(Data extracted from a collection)
********************

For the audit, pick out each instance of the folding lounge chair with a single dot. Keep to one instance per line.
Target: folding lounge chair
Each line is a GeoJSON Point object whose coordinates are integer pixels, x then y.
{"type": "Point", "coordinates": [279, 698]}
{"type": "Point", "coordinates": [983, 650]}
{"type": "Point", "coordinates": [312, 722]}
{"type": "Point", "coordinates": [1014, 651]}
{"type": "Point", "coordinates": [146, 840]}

********************

■ **What you need to do**
Copy every line in the records above that contains the word "lounge".

■ **Response**
For the audit, pick out each instance of the folding lounge chair with a single dot. Keep to one instance per line.
Target: folding lounge chair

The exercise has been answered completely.